Reescribe como una lista JSON de cadenas, con una cadena por línea y sin líneas en blanco, las filas que van desde la línea que contiene "like x=39, y=287." hasta la línea que contiene "x=241, y=64", ambas incluidas.

[Filas de una fuente de datos]
────────────────────────────────────────
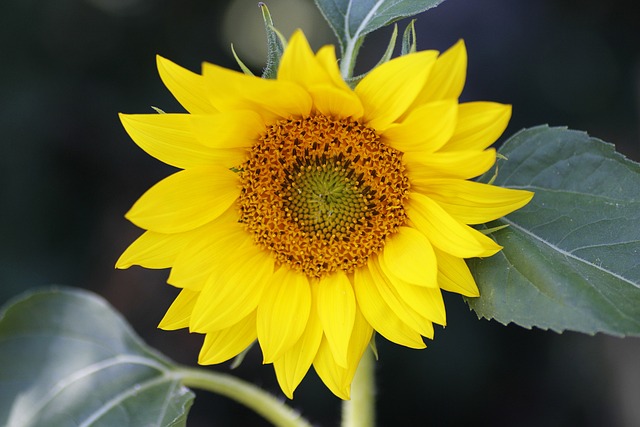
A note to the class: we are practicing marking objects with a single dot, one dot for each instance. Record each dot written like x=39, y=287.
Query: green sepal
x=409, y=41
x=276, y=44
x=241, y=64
────────────────────────────────────────
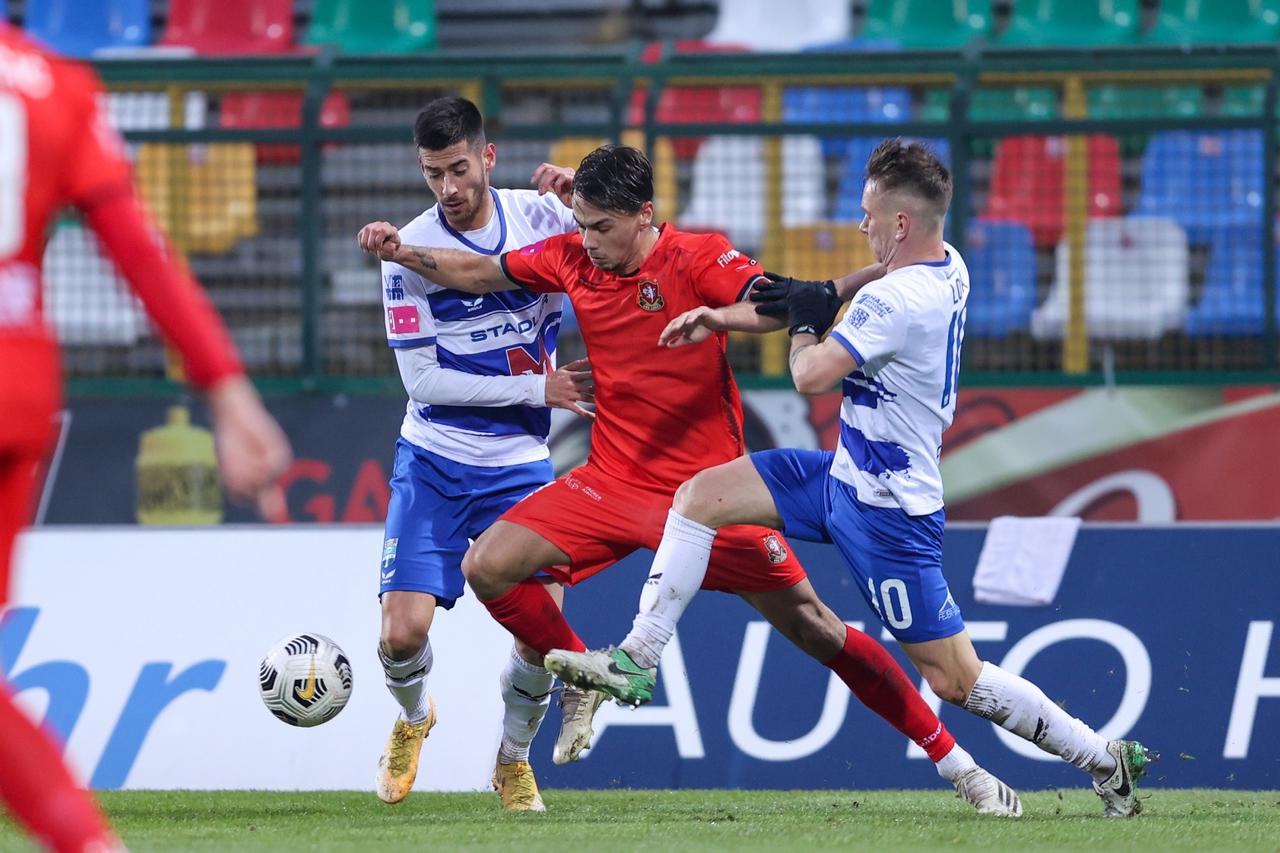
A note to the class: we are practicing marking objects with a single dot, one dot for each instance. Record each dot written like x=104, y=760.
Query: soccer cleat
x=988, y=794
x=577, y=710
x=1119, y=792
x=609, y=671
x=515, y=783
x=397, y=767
────────────────────────────────────────
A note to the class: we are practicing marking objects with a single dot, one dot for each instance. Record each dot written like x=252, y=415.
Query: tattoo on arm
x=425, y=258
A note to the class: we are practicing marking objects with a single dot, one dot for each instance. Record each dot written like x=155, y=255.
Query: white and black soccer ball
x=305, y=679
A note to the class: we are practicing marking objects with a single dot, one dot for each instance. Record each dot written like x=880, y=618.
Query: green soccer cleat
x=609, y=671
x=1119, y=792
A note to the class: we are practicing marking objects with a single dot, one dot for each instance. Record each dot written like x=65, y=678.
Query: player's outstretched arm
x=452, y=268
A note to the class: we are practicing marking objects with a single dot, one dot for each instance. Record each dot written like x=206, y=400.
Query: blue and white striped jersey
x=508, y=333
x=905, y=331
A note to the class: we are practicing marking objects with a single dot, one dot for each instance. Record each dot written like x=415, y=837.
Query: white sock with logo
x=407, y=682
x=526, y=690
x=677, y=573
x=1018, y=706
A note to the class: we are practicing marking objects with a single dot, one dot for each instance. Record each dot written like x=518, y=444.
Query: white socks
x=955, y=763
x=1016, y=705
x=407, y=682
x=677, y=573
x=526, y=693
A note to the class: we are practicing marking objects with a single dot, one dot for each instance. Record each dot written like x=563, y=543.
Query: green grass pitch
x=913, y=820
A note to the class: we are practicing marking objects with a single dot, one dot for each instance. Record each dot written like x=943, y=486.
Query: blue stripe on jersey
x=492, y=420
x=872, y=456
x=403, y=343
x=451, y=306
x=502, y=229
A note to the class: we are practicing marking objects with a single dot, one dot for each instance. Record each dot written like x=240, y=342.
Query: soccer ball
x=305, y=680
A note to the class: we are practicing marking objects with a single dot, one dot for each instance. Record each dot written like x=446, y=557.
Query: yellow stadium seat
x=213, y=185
────────────────────────────────────────
** Solución del ejercicio **
[
  "A note to the class: we are practicing marking objects with a single dot, one dot for each instance. Record each dot written like x=39, y=287.",
  "Query: green sepal",
  "x=409, y=41",
  "x=276, y=44",
  "x=241, y=64"
]